-- Selected passage follows --
Arizona fitness centers’ lawsuit against Ducey’s closure order allowed to proceed
PHOENIX - A judge has agreed to hear arguments by gyms that Gov. Doug Ducey has essentially moved the goalposts in what they need to do to reopen.
Maricopa County Superior Court Judge Timothy Thomason on Monday refused to immediately overturn his earlier ruling upholding the governor's authority to order gyms and fitness centers to close back up. The judge said that Ducey has wide latitude in how he can deal with the COVID-19 pandemic.
But Thomason acknowledged that when he issued his first ruling three weeks ago, the governor's attorney had represented there would be a set of protocols in place by now and that any of the facilities that could meet those standards would be allowed to reopen.
The Department of Health Services did, in fact, release those standards last week. But Ducey said the gyms and fitness centers still have to remain closed for another two weeks -- if not longer.
Joel Sannes, attorney for Mountainside Fitness, said his client is ready to meet those standards and reopen. But now, he said, that's not an option despite what the governor had promised.
-- Selected passage concluded --
:: Task 1 ::
In the article on the gym lawsuit, answer each question:
(a) Which judge, in which court, ruled on the governor's closure order?
(b) Which department released the reopening standards last week?
(c) Who is the attorney for Mountainside Fitness?
:: Task 2 ::
Does the article on the gym lawsuit support each statement? Answer yes or no for each, quoting the words that decide it.
(a) The judge immediately overturned his earlier ruling.
(b) The judge's first ruling came three weeks ago.
(c) Ducey let gyms that meet the new standards reopen right away.
-- Data follows --
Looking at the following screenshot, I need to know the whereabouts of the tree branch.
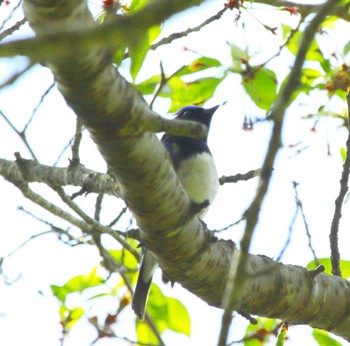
[19,0,350,340]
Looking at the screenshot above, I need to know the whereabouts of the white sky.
[0,0,350,346]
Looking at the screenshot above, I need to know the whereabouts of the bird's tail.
[131,250,158,320]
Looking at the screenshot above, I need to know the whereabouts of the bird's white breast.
[177,152,219,216]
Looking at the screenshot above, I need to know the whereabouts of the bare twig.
[329,93,350,276]
[218,0,339,346]
[0,18,27,42]
[52,186,140,259]
[0,110,37,160]
[0,0,22,31]
[0,62,34,89]
[293,183,319,264]
[22,83,55,133]
[72,117,83,162]
[219,168,261,185]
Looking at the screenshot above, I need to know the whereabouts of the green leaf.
[287,31,325,62]
[276,326,288,346]
[166,297,191,336]
[136,284,191,344]
[136,321,159,345]
[243,68,277,110]
[129,0,149,13]
[51,268,104,303]
[244,318,278,346]
[135,75,161,95]
[343,41,350,57]
[281,23,292,40]
[165,77,223,112]
[306,258,350,279]
[127,25,161,80]
[230,43,249,72]
[312,329,342,346]
[113,41,126,66]
[340,147,347,161]
[108,240,138,281]
[60,305,85,331]
[50,285,69,303]
[230,43,247,62]
[301,68,323,86]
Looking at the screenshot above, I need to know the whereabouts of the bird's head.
[176,106,219,127]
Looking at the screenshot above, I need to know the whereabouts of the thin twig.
[219,168,261,185]
[329,93,350,276]
[293,183,319,265]
[0,62,35,89]
[72,117,83,162]
[22,83,55,133]
[0,110,37,160]
[52,186,140,259]
[218,0,339,346]
[0,0,22,31]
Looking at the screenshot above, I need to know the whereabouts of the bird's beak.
[205,105,220,116]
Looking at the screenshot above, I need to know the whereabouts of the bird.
[132,106,219,320]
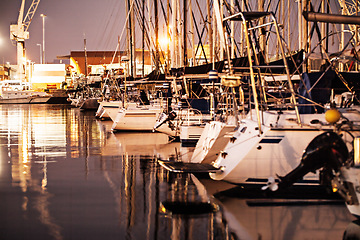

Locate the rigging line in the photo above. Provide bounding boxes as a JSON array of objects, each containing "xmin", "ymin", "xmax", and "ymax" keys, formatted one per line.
[
  {"xmin": 135, "ymin": 0, "xmax": 164, "ymax": 70},
  {"xmin": 192, "ymin": 0, "xmax": 213, "ymax": 63},
  {"xmin": 192, "ymin": 9, "xmax": 208, "ymax": 63},
  {"xmin": 111, "ymin": 1, "xmax": 134, "ymax": 64},
  {"xmin": 96, "ymin": 0, "xmax": 119, "ymax": 50}
]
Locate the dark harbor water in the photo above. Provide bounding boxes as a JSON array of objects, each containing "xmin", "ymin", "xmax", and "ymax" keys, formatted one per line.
[{"xmin": 0, "ymin": 105, "xmax": 360, "ymax": 240}]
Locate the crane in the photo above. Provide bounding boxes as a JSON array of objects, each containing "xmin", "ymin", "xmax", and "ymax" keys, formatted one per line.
[{"xmin": 10, "ymin": 0, "xmax": 40, "ymax": 80}]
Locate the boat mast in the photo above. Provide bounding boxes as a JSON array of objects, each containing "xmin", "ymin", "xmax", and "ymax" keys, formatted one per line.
[
  {"xmin": 183, "ymin": 0, "xmax": 187, "ymax": 67},
  {"xmin": 154, "ymin": 0, "xmax": 160, "ymax": 73},
  {"xmin": 84, "ymin": 37, "xmax": 88, "ymax": 76},
  {"xmin": 206, "ymin": 0, "xmax": 215, "ymax": 66},
  {"xmin": 141, "ymin": 0, "xmax": 145, "ymax": 77}
]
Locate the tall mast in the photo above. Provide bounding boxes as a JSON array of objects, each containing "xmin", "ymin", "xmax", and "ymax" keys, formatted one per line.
[
  {"xmin": 206, "ymin": 0, "xmax": 215, "ymax": 64},
  {"xmin": 84, "ymin": 38, "xmax": 88, "ymax": 76},
  {"xmin": 141, "ymin": 0, "xmax": 145, "ymax": 77},
  {"xmin": 154, "ymin": 0, "xmax": 160, "ymax": 72},
  {"xmin": 183, "ymin": 0, "xmax": 187, "ymax": 67}
]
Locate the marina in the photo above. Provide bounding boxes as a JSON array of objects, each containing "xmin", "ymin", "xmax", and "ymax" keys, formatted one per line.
[
  {"xmin": 0, "ymin": 104, "xmax": 359, "ymax": 239},
  {"xmin": 0, "ymin": 0, "xmax": 360, "ymax": 237}
]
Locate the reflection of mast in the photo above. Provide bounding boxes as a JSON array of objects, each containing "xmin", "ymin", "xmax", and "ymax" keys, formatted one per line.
[{"xmin": 124, "ymin": 154, "xmax": 136, "ymax": 233}]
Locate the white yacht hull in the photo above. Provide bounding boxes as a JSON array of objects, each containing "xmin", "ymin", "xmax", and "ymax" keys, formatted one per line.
[{"xmin": 210, "ymin": 111, "xmax": 360, "ymax": 184}]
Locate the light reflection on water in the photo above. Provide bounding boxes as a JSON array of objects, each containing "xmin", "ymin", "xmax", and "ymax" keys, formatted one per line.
[{"xmin": 0, "ymin": 105, "xmax": 355, "ymax": 239}]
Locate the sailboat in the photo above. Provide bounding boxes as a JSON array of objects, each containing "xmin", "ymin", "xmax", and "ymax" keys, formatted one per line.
[{"xmin": 161, "ymin": 9, "xmax": 360, "ymax": 201}]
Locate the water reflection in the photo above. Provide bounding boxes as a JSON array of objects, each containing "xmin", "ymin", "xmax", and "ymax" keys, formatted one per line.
[{"xmin": 0, "ymin": 105, "xmax": 354, "ymax": 239}]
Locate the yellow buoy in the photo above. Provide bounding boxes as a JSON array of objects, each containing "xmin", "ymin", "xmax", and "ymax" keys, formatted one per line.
[{"xmin": 325, "ymin": 109, "xmax": 341, "ymax": 123}]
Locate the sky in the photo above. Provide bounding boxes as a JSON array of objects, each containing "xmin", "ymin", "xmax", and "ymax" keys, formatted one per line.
[{"xmin": 0, "ymin": 0, "xmax": 126, "ymax": 64}]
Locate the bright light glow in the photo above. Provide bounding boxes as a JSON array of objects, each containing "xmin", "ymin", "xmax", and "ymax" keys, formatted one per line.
[{"xmin": 159, "ymin": 37, "xmax": 169, "ymax": 47}]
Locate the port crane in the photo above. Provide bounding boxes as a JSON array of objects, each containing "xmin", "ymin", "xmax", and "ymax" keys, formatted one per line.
[{"xmin": 10, "ymin": 0, "xmax": 40, "ymax": 80}]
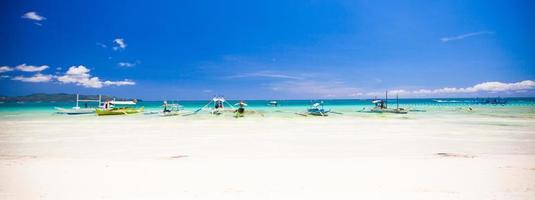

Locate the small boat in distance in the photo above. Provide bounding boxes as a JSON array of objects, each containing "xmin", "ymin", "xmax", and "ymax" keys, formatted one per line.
[
  {"xmin": 184, "ymin": 96, "xmax": 235, "ymax": 116},
  {"xmin": 96, "ymin": 100, "xmax": 145, "ymax": 116},
  {"xmin": 162, "ymin": 101, "xmax": 184, "ymax": 117},
  {"xmin": 307, "ymin": 101, "xmax": 331, "ymax": 116},
  {"xmin": 268, "ymin": 101, "xmax": 279, "ymax": 107},
  {"xmin": 370, "ymin": 91, "xmax": 409, "ymax": 114},
  {"xmin": 54, "ymin": 94, "xmax": 102, "ymax": 115}
]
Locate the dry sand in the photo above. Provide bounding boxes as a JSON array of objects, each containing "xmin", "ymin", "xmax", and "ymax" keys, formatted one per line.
[{"xmin": 0, "ymin": 116, "xmax": 535, "ymax": 200}]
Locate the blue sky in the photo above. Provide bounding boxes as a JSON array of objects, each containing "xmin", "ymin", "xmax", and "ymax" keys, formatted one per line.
[{"xmin": 0, "ymin": 0, "xmax": 535, "ymax": 99}]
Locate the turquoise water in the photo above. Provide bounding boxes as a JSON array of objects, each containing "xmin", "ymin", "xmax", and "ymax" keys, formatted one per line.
[{"xmin": 0, "ymin": 98, "xmax": 535, "ymax": 119}]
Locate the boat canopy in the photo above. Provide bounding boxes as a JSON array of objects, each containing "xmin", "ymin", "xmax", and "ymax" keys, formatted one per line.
[
  {"xmin": 110, "ymin": 101, "xmax": 136, "ymax": 105},
  {"xmin": 372, "ymin": 99, "xmax": 383, "ymax": 103},
  {"xmin": 212, "ymin": 97, "xmax": 225, "ymax": 102}
]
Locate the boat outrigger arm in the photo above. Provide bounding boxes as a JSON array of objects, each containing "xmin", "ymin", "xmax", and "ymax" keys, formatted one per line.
[{"xmin": 186, "ymin": 97, "xmax": 235, "ymax": 116}]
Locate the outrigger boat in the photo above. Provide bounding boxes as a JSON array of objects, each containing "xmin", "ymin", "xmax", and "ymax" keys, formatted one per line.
[
  {"xmin": 370, "ymin": 91, "xmax": 409, "ymax": 114},
  {"xmin": 185, "ymin": 96, "xmax": 235, "ymax": 116},
  {"xmin": 268, "ymin": 101, "xmax": 279, "ymax": 107},
  {"xmin": 54, "ymin": 94, "xmax": 102, "ymax": 115},
  {"xmin": 234, "ymin": 100, "xmax": 247, "ymax": 118},
  {"xmin": 307, "ymin": 101, "xmax": 331, "ymax": 116},
  {"xmin": 182, "ymin": 96, "xmax": 264, "ymax": 118},
  {"xmin": 162, "ymin": 101, "xmax": 184, "ymax": 117},
  {"xmin": 96, "ymin": 100, "xmax": 145, "ymax": 116}
]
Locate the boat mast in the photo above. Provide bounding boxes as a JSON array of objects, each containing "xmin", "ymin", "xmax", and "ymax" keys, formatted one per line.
[
  {"xmin": 396, "ymin": 94, "xmax": 399, "ymax": 109},
  {"xmin": 385, "ymin": 90, "xmax": 388, "ymax": 108}
]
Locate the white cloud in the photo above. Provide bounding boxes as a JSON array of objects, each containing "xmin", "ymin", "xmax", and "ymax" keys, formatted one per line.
[
  {"xmin": 57, "ymin": 65, "xmax": 136, "ymax": 88},
  {"xmin": 21, "ymin": 11, "xmax": 46, "ymax": 21},
  {"xmin": 117, "ymin": 62, "xmax": 136, "ymax": 67},
  {"xmin": 104, "ymin": 79, "xmax": 136, "ymax": 86},
  {"xmin": 113, "ymin": 38, "xmax": 126, "ymax": 51},
  {"xmin": 440, "ymin": 31, "xmax": 493, "ymax": 42},
  {"xmin": 226, "ymin": 71, "xmax": 304, "ymax": 80},
  {"xmin": 15, "ymin": 64, "xmax": 48, "ymax": 72},
  {"xmin": 0, "ymin": 66, "xmax": 13, "ymax": 73},
  {"xmin": 12, "ymin": 74, "xmax": 53, "ymax": 83},
  {"xmin": 57, "ymin": 65, "xmax": 102, "ymax": 88},
  {"xmin": 97, "ymin": 42, "xmax": 108, "ymax": 48}
]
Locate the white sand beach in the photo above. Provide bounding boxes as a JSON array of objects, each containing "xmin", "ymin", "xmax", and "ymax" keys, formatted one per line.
[{"xmin": 0, "ymin": 116, "xmax": 535, "ymax": 200}]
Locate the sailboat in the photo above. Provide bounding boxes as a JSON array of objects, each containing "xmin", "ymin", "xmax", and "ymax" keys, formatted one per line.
[
  {"xmin": 96, "ymin": 100, "xmax": 145, "ymax": 116},
  {"xmin": 370, "ymin": 91, "xmax": 409, "ymax": 114},
  {"xmin": 54, "ymin": 94, "xmax": 102, "ymax": 115}
]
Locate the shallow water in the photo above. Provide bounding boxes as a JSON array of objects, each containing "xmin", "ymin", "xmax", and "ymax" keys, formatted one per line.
[{"xmin": 0, "ymin": 98, "xmax": 535, "ymax": 122}]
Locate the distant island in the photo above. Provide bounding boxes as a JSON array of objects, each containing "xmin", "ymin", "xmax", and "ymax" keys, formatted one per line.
[{"xmin": 0, "ymin": 93, "xmax": 142, "ymax": 102}]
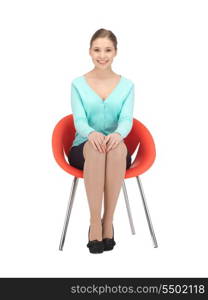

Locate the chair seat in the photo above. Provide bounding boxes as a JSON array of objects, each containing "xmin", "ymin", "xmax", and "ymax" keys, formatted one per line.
[{"xmin": 52, "ymin": 114, "xmax": 156, "ymax": 178}]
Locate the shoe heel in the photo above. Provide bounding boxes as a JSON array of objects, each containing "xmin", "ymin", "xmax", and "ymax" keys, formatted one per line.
[
  {"xmin": 87, "ymin": 227, "xmax": 104, "ymax": 254},
  {"xmin": 103, "ymin": 225, "xmax": 116, "ymax": 251}
]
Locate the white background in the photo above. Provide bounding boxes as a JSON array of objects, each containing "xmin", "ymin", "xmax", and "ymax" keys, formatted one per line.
[{"xmin": 0, "ymin": 0, "xmax": 208, "ymax": 277}]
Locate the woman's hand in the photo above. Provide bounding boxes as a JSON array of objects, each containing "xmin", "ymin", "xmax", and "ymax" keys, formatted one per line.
[
  {"xmin": 104, "ymin": 132, "xmax": 122, "ymax": 152},
  {"xmin": 88, "ymin": 131, "xmax": 106, "ymax": 152}
]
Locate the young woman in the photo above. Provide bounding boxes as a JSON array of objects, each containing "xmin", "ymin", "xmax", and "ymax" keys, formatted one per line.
[{"xmin": 68, "ymin": 28, "xmax": 134, "ymax": 253}]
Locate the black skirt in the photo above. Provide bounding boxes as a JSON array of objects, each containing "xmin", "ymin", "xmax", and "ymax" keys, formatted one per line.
[{"xmin": 68, "ymin": 140, "xmax": 131, "ymax": 170}]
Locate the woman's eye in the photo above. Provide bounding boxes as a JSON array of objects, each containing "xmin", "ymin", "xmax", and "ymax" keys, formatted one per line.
[{"xmin": 95, "ymin": 49, "xmax": 111, "ymax": 52}]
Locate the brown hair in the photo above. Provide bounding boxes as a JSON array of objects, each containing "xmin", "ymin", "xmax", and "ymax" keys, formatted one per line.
[{"xmin": 90, "ymin": 28, "xmax": 118, "ymax": 50}]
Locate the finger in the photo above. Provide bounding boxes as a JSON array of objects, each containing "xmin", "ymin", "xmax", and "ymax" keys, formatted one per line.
[
  {"xmin": 100, "ymin": 138, "xmax": 105, "ymax": 152},
  {"xmin": 107, "ymin": 142, "xmax": 113, "ymax": 151},
  {"xmin": 95, "ymin": 140, "xmax": 102, "ymax": 152},
  {"xmin": 91, "ymin": 141, "xmax": 97, "ymax": 151}
]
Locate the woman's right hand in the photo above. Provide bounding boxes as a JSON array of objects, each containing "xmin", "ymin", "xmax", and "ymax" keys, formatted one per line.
[{"xmin": 88, "ymin": 131, "xmax": 106, "ymax": 152}]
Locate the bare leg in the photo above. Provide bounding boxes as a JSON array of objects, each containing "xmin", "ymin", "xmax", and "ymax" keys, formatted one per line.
[
  {"xmin": 83, "ymin": 141, "xmax": 106, "ymax": 241},
  {"xmin": 102, "ymin": 141, "xmax": 127, "ymax": 238}
]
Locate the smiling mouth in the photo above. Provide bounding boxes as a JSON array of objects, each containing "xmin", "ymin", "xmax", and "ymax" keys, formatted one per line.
[{"xmin": 97, "ymin": 60, "xmax": 108, "ymax": 65}]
-- Data concluded --
:: Task solution 1 ::
(a) Judge Timothy Thomason of the Maricopa County Superior Court.
(b) The Department of Health Services.
(c) Joel Sannes.

:: Task solution 2 ::
(a) No: "refused to immediately overturn his earlier ruling"
(b) Yes: "when he issued his first ruling three weeks ago"
(c) No: "Ducey said the gyms and fitness centers still have to remain closed for another two weeks -- if not longer"